- Document passage
Consider a simple “shallow” neural network \(\pmb{\Phi}: \mathbb{R}^2 \to \mathbb{R}\) with one hidden layer (\(L=2\)). The network is defined by the parameters:

\[\begin{split} A_1 = \begin{bmatrix} 2 & 0 \\ -1 & 1 \end{bmatrix}, \quad \pmb{b}_1 = \begin{bmatrix} -1 \\ 0 \end{bmatrix}, \quad A_2 = \begin{bmatrix} -1 & 2 \end{bmatrix}, \quad b_2 = 0, \end{split}\]

where the activation function in the hidden layer is the ReLU function, \(\pmb{\sigma}(\pmb{z}) = \operatorname{ReLU}(\pmb{z})\), while the activation function in the last layer is the identity map \(\pmb{\sigma}(\pmb{z}) = \pmb{z}\). The network function is thus given by:

\[ \pmb{\Phi}(\pmb{x}) = A_2 \, \operatorname{ReLU}(A_1 \pmb{x} + \pmb{b}_1) + b_2. \]

Question a#

Calculate the value of the network at the point \(\pmb{x} = \begin{bmatrix} 0.5 \\ 1 \end{bmatrix}\).

Question b#

Find a point \(\pmb{x}\) where the output \(\pmb{\Phi}(\pmb{x})\) of the network is negative. Justify your answer.

The first neuron in the hidden layer must be positive (active) as it is multiplied by -1 in the output. The first neuron is calculated as \(z_1 = 2x_1 - 1\). If we choose, e.g., \(x_1 = 2\), then we get \(z_1 = 3\).

At the same the second neuron should be \(0\) (inactive) such that it has no positive contribution. The second neuron is \(z_2 = -x_1 + x_2\). With \(x_1 = 2\) we simply have to choose \(x_2\) such that \(z_2 \le 0\), e.g., \(x_2 = 0\).

Let’s test the point \(\pmb{x} = (2, 0)\):

  1. \(A_1 \pmb{x} + \pmb{b}_1 = [2(2)+0, -1(2)+0]^T + [-1, 0]^T = [4, -2]^T + [-1, 0]^T = [3, -2]^T\).

  2. ReLU converts negative numbers to zero: \([3, 0]^T\).

  3. Output: \([-1, 2] \cdot [3, 0]^T = -3 + 0 = -3\).

- Problems to solve
a) In the neural network exercise, what activation function is applied in the last layer?
b) Carry on the neural network exercise from its final line.

Data extracted from a collection:
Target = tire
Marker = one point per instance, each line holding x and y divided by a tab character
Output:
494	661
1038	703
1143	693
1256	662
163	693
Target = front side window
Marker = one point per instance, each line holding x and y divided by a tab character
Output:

- Outputs for the tasks
a) The identity map, \(\pmb{\sigma}(\pmb{z}) = \pmb{z}\).

b)
Hence, \(\pmb{x} = (2, 0)\) gives the result \(-3\).

Question c#

How many adjustable parameters (so-called weights and bias-values) does this network have in total?

Question d#

We now replace the activation function (ReLU) with a hard-limiter function (a variant of the signum function), which we will call \(\sigma_{\text{step}}\).

As a scalar function, \(\sigma_{\text{step}}: \mathbb{R} \to \mathbb{R}\), it is defined by:

\[\begin{split} \sigma_{\text{step}}(x) = \begin{cases} 1 & \text{if } x \ge 0 \\ -1 & \text{if } x < 0 . \end{cases} \end{split}\]

As a vector function, \(\pmb{\sigma}_{\text{step}}: \mathbb{R}^n \to \mathbb{R}^n\), it is defined by the scalar function being applied on each coordinate:

\[\begin{split} \pmb{\sigma}_{\text{step}}(\pmb{z}) = \begin{bmatrix} \sigma_{\text{step}}(z_1) \\ \vdots \\ \sigma_{\text{step}}(z_n) \end{bmatrix}. \end{split}\]

The network with this new activation function looks like this: \(\pmb{\Phi}(\pmb{x}) = A_2 \pmb{\sigma}_{\text{step}}(A_1 \pmb{x} + \pmb{b}_1) + b_2\).

State the subset of the domain over which the network function \(\pmb{\Phi}(\pmb{x})\) is discontinuous.

7: Visualizing the Network#

In this exercise you should use Python to visualize the function \(\pmb{\Phi}(\pmb{x})\) from the previous Exercise 6: Evaluating a Neural Network (with ReLU as the activation function).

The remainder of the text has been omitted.